Please output the records below as a two-column CSV with the header input,output, one row per record. Put each record's text in "input" and its answer in "output," each as a single quoted field with line breaks replaced by spaces.

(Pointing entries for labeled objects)
========

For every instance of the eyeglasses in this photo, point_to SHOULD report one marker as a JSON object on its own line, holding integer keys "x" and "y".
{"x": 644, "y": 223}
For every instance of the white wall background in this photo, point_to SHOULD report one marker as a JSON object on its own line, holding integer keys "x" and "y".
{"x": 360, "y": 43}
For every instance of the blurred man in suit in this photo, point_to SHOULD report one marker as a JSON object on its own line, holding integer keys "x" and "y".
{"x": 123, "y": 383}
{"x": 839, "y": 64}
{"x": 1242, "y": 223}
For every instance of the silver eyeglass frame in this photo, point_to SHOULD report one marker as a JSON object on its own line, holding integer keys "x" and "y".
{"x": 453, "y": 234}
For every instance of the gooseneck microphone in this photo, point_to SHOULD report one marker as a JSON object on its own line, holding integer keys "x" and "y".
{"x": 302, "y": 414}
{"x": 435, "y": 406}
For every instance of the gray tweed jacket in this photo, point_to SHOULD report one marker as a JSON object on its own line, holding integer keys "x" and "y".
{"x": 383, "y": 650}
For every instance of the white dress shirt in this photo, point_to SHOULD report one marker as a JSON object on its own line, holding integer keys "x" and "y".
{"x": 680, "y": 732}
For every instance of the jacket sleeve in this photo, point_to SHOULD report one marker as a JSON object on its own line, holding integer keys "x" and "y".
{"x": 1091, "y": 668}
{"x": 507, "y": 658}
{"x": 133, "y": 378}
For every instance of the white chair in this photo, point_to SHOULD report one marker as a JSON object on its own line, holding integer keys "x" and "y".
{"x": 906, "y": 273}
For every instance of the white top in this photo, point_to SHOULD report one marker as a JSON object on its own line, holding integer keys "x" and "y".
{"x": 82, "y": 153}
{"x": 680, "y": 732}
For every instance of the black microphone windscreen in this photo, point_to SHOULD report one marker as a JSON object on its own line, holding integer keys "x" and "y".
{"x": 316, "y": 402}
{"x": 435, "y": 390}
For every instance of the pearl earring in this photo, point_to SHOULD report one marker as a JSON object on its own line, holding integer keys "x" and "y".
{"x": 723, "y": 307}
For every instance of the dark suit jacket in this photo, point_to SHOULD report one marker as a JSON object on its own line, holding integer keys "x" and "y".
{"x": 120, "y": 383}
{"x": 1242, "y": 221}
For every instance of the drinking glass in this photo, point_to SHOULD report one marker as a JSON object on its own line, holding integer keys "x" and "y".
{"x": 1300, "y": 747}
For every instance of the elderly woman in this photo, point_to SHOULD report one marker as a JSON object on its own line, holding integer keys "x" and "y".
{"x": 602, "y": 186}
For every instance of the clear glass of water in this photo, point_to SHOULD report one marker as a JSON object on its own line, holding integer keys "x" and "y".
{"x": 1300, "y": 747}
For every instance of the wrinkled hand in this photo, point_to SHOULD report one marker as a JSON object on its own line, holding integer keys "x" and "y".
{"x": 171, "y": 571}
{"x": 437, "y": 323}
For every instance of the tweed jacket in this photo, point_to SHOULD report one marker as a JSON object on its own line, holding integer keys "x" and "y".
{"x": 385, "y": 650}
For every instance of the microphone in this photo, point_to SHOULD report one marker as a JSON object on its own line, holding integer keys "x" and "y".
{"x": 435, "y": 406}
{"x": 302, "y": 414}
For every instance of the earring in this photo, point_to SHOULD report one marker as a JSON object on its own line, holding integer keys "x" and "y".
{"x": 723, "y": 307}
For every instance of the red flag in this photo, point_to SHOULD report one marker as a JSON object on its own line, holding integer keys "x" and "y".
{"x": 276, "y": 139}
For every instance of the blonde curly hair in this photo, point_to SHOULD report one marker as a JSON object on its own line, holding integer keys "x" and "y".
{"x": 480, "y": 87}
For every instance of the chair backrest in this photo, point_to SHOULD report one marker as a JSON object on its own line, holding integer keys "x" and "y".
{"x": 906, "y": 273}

========

> [The answer]
input,output
"For every instance of the eyeglasses in this photo, point_to SHOULD report one marker as a JSON object on its own line, holding integer keys ""x"" and ""y"".","{""x"": 644, ""y"": 223}"
"For every instance of the white wall background in this photo, point_to SHOULD report one marker as a JSON object on its own line, holding integer keys ""x"" and ""y"".","{""x"": 360, ""y"": 43}"
"For every instance of the blurred man in suit in this photo, point_to SHOULD report one marker as a JSON object on its own line, holding integer keys ""x"" and ""y"".","{""x"": 123, ""y"": 383} {""x"": 839, ""y"": 64} {""x"": 1242, ""y"": 223}"
"For every instance of the silver eyeglass frame in this photo, point_to SHOULD report one marker as a JSON object on its own line, holding integer keys ""x"" and ""y"".","{""x"": 453, ""y"": 234}"
"For every instance of the gooseneck microphone in this photo, point_to SHOULD report one marker as a JSON object on its own line, holding integer keys ""x"" and ""y"".","{""x"": 302, ""y"": 414} {""x"": 435, ""y"": 406}"
"For every instance of the gray tweed jacket in this photo, point_to SHOULD report one marker as a JSON object on its own line, holding integer keys ""x"" and ""y"".","{""x"": 383, ""y"": 650}"
"For every instance of the white dress shirt in this photo, point_to SHOULD report one marker as a JSON object on its own line, holding integer keys ""x"" and ""y"".","{""x"": 680, ""y"": 732}"
"For every instance of the jacket sleeve in this photo, point_to SHOULD report one marker as a JSON object on its own line, holding integer keys ""x"" and ""y"".","{""x"": 1091, ""y"": 668} {""x"": 507, ""y"": 658} {""x"": 133, ""y"": 378}"
"For every instance of the white chair in this photo, point_to SHOULD report one marker as a JSON object on its own line, holding integer keys ""x"" and ""y"".","{""x"": 906, ""y"": 273}"
"For every instance of the white top in this photo, point_to SHOULD report one marker as a JSON object on its own line, holding integer keys ""x"" and ""y"".","{""x"": 82, ""y"": 153} {""x"": 680, ""y"": 732}"
"For every instance of the black microphone windscreen in this photo, point_to SHOULD report one marker as a JSON object on its own line, holding integer keys ""x"" and ""y"".","{""x"": 316, ""y"": 402} {""x"": 435, ""y"": 390}"
"For every instance of the pearl earring in this photo, point_to SHOULD report one marker as a JSON object on its own line, holding integer keys ""x"" and ""y"".","{""x"": 723, ""y"": 307}"
"For every instance of the dark suit jacket in this photo, point_to SHOULD report one marker as a JSON object on its own line, holding integer keys ""x"" and ""y"".","{""x"": 120, ""y"": 383} {""x"": 1242, ""y"": 221}"
"For every instance of the drinking glass in this photo, point_to SHOULD report one marker as a JSON object on its own line, holding integer keys ""x"" and ""y"".","{""x"": 1300, ""y"": 747}"
"For every instance of the elderly woman in this photo, point_to SHOULD report one marker as a JSON object on its own line, holding integer keys ""x"" and ""y"".","{""x"": 602, ""y"": 186}"
"For every instance of the clear glass of water in this photo, point_to SHOULD report one marker as a JSON object on its own line, holding integer keys ""x"" and ""y"".","{""x"": 1300, ""y"": 747}"
"For every instance of the wrinkled hand in this photo, point_to SHOULD report one marker as a JSON object on its own line, holding integer keys ""x"" and ""y"".","{""x"": 171, ""y"": 571} {""x"": 437, ""y"": 323}"
"For every instance of the tweed jacket in this photo, point_to SHOULD report one marker as a JSON object on its own line, holding integer keys ""x"" and ""y"".","{""x"": 385, ""y"": 650}"
"For every instance of the microphone in this photo, point_to SHOULD report one marker as a JSON object on its own line, holding integer keys ""x"" and ""y"".","{""x"": 435, ""y"": 406} {""x"": 302, ""y"": 414}"
"For every instance of the earring in this photo, point_to SHOULD report one marker as a JSON object on its own line, holding integer keys ""x"" and ""y"".","{""x"": 723, ""y"": 307}"
"For every instance of the red flag in this photo, point_to SHOULD report one marker as a JSON object on its own line, holding integer keys ""x"" and ""y"".","{""x"": 276, ""y"": 139}"
"For every instance of the blonde curly hair in this photo, point_to SHOULD report one marker as a JSON object on its own line, holding integer keys ""x"" and ""y"".","{""x"": 480, ""y"": 87}"
"For every instance of the chair backrest in this photo, point_to SHOULD report one marker as a JSON object on its own line, holding integer keys ""x"" and ""y"".","{""x"": 906, ""y"": 273}"